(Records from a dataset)
########################################

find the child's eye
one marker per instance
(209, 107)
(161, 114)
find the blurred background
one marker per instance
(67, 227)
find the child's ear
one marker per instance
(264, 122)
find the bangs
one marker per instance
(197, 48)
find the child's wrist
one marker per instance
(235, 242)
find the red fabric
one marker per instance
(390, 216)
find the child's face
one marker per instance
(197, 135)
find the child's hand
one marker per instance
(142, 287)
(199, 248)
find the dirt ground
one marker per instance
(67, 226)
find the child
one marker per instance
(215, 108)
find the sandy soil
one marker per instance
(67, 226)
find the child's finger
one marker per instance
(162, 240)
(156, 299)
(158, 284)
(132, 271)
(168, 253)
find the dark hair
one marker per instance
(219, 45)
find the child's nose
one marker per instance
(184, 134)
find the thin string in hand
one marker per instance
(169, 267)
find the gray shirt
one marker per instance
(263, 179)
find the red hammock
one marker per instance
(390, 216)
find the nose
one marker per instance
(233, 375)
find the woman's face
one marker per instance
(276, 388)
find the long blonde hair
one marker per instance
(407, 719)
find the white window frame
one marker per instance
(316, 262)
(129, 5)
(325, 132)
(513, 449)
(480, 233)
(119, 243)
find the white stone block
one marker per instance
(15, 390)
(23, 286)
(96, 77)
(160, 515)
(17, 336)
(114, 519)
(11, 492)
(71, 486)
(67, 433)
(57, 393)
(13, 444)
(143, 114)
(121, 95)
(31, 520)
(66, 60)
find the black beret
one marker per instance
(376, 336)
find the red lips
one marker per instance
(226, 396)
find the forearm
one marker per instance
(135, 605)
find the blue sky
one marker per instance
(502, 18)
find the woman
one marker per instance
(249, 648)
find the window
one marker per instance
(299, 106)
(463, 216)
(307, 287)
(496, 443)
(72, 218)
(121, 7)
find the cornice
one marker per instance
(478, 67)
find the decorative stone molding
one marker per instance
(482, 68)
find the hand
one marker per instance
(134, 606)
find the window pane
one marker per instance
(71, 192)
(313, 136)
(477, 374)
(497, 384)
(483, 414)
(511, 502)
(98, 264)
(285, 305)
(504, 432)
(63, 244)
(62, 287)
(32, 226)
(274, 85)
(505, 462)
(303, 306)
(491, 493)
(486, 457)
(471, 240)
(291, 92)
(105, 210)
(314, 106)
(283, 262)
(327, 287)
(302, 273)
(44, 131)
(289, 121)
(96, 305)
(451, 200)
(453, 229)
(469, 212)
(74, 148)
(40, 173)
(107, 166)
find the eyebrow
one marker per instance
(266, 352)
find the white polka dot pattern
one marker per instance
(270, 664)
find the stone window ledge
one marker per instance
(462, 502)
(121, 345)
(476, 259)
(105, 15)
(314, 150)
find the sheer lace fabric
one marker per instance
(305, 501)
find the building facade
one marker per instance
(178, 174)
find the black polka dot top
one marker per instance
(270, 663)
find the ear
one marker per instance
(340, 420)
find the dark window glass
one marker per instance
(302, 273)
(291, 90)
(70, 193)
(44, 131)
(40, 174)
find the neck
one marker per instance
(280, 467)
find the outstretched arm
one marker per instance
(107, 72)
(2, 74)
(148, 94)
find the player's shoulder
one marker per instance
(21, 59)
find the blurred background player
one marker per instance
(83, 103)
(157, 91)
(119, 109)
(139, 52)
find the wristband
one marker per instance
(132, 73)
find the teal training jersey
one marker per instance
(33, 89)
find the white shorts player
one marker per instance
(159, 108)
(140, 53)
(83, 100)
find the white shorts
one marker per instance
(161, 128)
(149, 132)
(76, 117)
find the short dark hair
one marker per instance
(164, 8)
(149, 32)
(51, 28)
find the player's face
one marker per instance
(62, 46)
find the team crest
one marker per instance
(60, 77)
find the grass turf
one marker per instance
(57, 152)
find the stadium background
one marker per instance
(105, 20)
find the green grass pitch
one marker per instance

########################################

• _EXERCISE INSTRUCTIONS_: Retype every record above exactly as it stands.

• _REPLY_:
find the child's eye
one marker per instance
(209, 107)
(161, 114)
find the blurred background
one marker per instance
(67, 227)
find the child's ear
one marker per instance
(264, 122)
find the bangs
one marker per instance
(197, 48)
find the child's wrist
one marker per instance
(235, 242)
find the red fabric
one marker per instance
(390, 216)
find the child's face
one marker per instance
(197, 135)
find the child's hand
one marker per instance
(142, 287)
(199, 248)
find the dirt ground
one marker per instance
(67, 226)
find the child
one marker per instance
(215, 108)
find the sandy soil
one marker per instance
(67, 226)
find the child's finger
one marker per instance
(162, 240)
(156, 299)
(158, 284)
(132, 271)
(168, 253)
find the dark hair
one marker per instance
(219, 45)
find the child's nose
one marker per instance
(184, 134)
find the thin string in hand
one marker per instance
(169, 267)
find the gray shirt
one marker per instance
(263, 179)
find the red hammock
one marker per instance
(390, 216)
find the nose
one marker per instance
(233, 375)
find the woman's face
one marker per instance
(276, 388)
find the long blonde hair
one marker per instance
(407, 719)
find the white window frame
one marker per instance
(316, 262)
(129, 5)
(325, 132)
(513, 449)
(480, 233)
(119, 243)
find the white stone block
one marker per instance
(15, 390)
(23, 286)
(96, 77)
(160, 515)
(17, 336)
(114, 519)
(11, 492)
(71, 486)
(67, 433)
(57, 393)
(13, 444)
(143, 114)
(121, 95)
(31, 520)
(66, 60)
find the black beret
one marker per instance
(376, 336)
find the red lips
one marker per instance
(226, 396)
find the forearm
one marker per instance
(135, 605)
find the blue sky
one marker per instance
(502, 18)
find the woman
one marker per instance
(249, 648)
find the window
one marker per instance
(299, 106)
(463, 216)
(307, 287)
(496, 443)
(72, 218)
(121, 7)
find the cornice
one marker per instance
(478, 67)
find the decorative stone molding
one marker per instance
(482, 68)
find the hand
one marker per instance
(134, 606)
find the window pane
one marker per instance
(71, 192)
(313, 136)
(477, 374)
(497, 384)
(483, 414)
(511, 502)
(98, 264)
(285, 305)
(504, 432)
(63, 244)
(62, 287)
(32, 226)
(274, 85)
(505, 462)
(303, 306)
(491, 493)
(486, 457)
(471, 240)
(291, 92)
(105, 210)
(314, 106)
(283, 262)
(327, 287)
(302, 273)
(44, 131)
(289, 121)
(96, 305)
(451, 200)
(453, 229)
(469, 212)
(74, 148)
(40, 173)
(107, 166)
find the eyebrow
one marker per instance
(266, 352)
find the white polka dot pattern
one marker per instance
(270, 664)
find the stone window ledge
one marker per instance
(462, 502)
(121, 345)
(476, 259)
(105, 15)
(314, 150)
find the sheer lace fabric
one marker per instance
(305, 501)
find the building facade
one marker per instance
(178, 174)
find the black polka dot top
one marker per instance
(270, 663)
find the ear
one marker per instance
(340, 420)
find the dark window glass
one marker per instance
(302, 273)
(291, 90)
(70, 193)
(44, 131)
(40, 174)
find the neck
one marker per instance
(280, 467)
find the outstretched arm
one marker per instance
(107, 72)
(2, 74)
(148, 94)
find the player's shoulder
one marker per instance
(21, 59)
find the blurred background player
one marker per instance
(83, 103)
(157, 91)
(119, 109)
(139, 52)
find the wristband
one marker per instance
(132, 73)
find the teal training jersey
one marker per instance
(33, 89)
find the white shorts player
one marker per instance
(159, 108)
(140, 53)
(83, 100)
find the white shorts
one marker per instance
(161, 128)
(149, 132)
(76, 117)
find the short dark hair
one marker per instance
(164, 8)
(149, 32)
(51, 28)
find the player's face
one marker per instance
(62, 46)
find the team crest
one marker per instance
(60, 77)
find the grass turf
one marker per instance
(57, 152)
find the stadium background
one marker per instance
(105, 20)
find the green grass pitch
one marker per instance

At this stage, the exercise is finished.